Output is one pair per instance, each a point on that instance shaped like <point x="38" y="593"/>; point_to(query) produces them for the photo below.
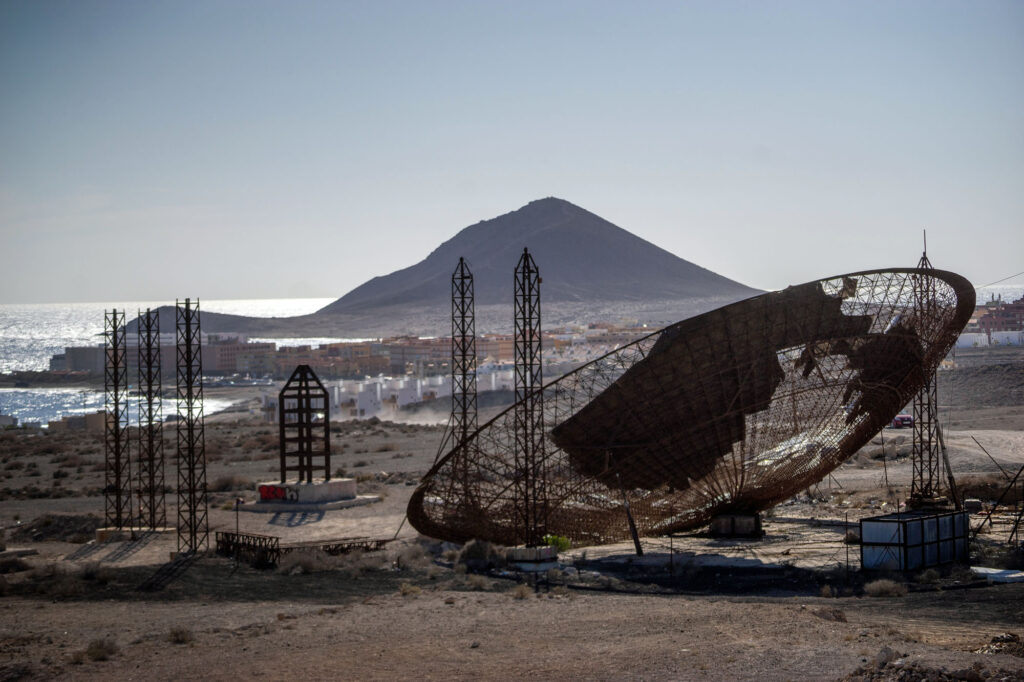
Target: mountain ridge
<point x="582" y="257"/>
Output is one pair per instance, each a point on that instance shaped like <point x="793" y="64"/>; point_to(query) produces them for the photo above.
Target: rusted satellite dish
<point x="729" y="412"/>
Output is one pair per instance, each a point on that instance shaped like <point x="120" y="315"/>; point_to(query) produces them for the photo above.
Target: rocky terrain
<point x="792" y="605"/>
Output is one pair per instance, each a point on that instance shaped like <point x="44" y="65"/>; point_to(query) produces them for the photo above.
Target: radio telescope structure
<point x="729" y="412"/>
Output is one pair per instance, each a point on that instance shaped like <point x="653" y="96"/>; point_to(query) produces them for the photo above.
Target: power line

==

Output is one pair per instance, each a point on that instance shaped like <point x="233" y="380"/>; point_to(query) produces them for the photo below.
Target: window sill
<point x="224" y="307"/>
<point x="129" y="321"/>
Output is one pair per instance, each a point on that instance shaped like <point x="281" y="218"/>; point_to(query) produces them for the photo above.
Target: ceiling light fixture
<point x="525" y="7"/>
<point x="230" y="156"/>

The task >> Please pick out each line of the material above that contains the word "Output".

Task result >>
Output is one pair per instance, each a point on that instance shaped like <point x="38" y="593"/>; point_to(query) produces them for the photo below.
Output is one pair per instance, each a point on that instance shaped like <point x="793" y="64"/>; point_to(query) produces them for the photo above.
Output is one pair per instance, each a point on that instance shaped like <point x="120" y="315"/>; point_to(query) produces them for the photo above.
Output is one pair per instance, each a point on that instance shaped like <point x="44" y="65"/>; point_to(query) produces them for the photo above.
Output is one pair per instance, each a point on that instance shaped like <point x="653" y="96"/>; point_to(query) produces them for the photo above.
Output is one pair per instance, each a point on that instance shaped like <point x="233" y="380"/>; point_to(query) produces them for the photo below.
Output is one pair per instance, each a point on that instance shaped like <point x="281" y="218"/>; point_to(query) produces them for the photo above.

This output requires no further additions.